• Aim: Find "Confirm that each instance of the green leafy" in the material below, then copy that line and every subsequent line to the end, exactly.

── Material for this task

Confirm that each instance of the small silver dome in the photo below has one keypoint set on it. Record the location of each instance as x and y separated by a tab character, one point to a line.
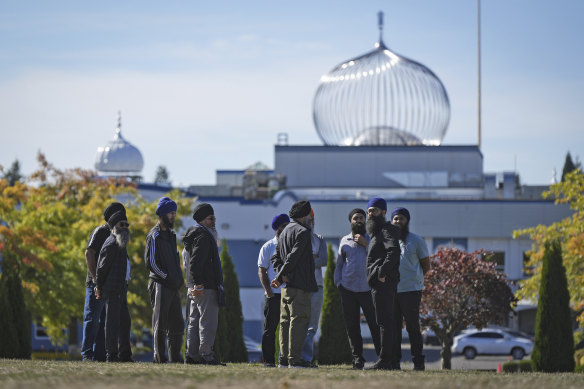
119	157
381	98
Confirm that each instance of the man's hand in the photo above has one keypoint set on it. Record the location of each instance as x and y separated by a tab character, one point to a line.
360	239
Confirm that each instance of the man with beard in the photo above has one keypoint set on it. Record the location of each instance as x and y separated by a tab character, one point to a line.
111	280
166	278
351	279
205	286
414	264
294	264
320	255
272	303
93	344
383	275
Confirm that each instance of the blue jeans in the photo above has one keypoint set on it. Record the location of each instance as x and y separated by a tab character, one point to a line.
315	307
93	345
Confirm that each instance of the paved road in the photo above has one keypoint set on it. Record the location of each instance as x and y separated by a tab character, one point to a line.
433	361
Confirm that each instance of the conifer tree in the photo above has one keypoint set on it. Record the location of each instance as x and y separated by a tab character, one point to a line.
553	350
229	344
333	345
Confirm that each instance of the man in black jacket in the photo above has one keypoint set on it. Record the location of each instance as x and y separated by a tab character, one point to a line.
294	265
383	275
166	278
111	285
205	286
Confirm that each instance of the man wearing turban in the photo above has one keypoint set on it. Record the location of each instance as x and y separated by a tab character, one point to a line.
294	265
166	278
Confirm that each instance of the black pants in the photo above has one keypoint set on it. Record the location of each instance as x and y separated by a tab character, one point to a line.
384	299
167	321
117	327
407	307
353	303
271	320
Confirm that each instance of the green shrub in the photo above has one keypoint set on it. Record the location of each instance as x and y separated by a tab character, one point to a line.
553	350
333	345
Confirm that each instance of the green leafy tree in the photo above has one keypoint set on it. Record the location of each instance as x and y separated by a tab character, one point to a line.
569	232
12	175
162	176
569	166
333	345
229	345
47	222
463	289
553	350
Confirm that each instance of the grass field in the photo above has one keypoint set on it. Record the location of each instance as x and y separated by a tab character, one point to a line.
56	374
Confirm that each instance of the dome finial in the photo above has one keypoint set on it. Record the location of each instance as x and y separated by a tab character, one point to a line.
119	126
380	25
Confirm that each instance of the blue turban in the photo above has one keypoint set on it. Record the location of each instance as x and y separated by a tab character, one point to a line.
278	220
377	202
165	205
401	211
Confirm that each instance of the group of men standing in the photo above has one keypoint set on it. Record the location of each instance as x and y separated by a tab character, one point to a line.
106	320
380	270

────

• Result below:
Confirm that each instance of the green leafy tree in the photo above has one keypoint set on it. Record the location of each instance as x and y separated by a tab character, one point to a line.
569	232
12	175
162	176
569	166
333	345
229	345
47	222
463	289
553	350
Confirm that each instance of the grass field in the photo above has one keypoint set on it. Record the location of each instance as x and y separated by a tab character, one point to a line.
56	374
Confirm that each instance of the dome finial in the photo above has one keypoint set on it. Record the location of each instance as x and y separated by a tab character, one point to a line.
119	126
380	25
Confirm that each instance of the blue turban in the photo above has one keypoint set on it. Record the location of each instance as x and y separated by a tab character, one point to a line.
278	220
377	202
165	205
401	211
Confirm that each instance of the group of men standing in the photo above has one keypoint set on it. Record the location of each instance as x and y separated by a tab character, one point to a line.
106	320
380	270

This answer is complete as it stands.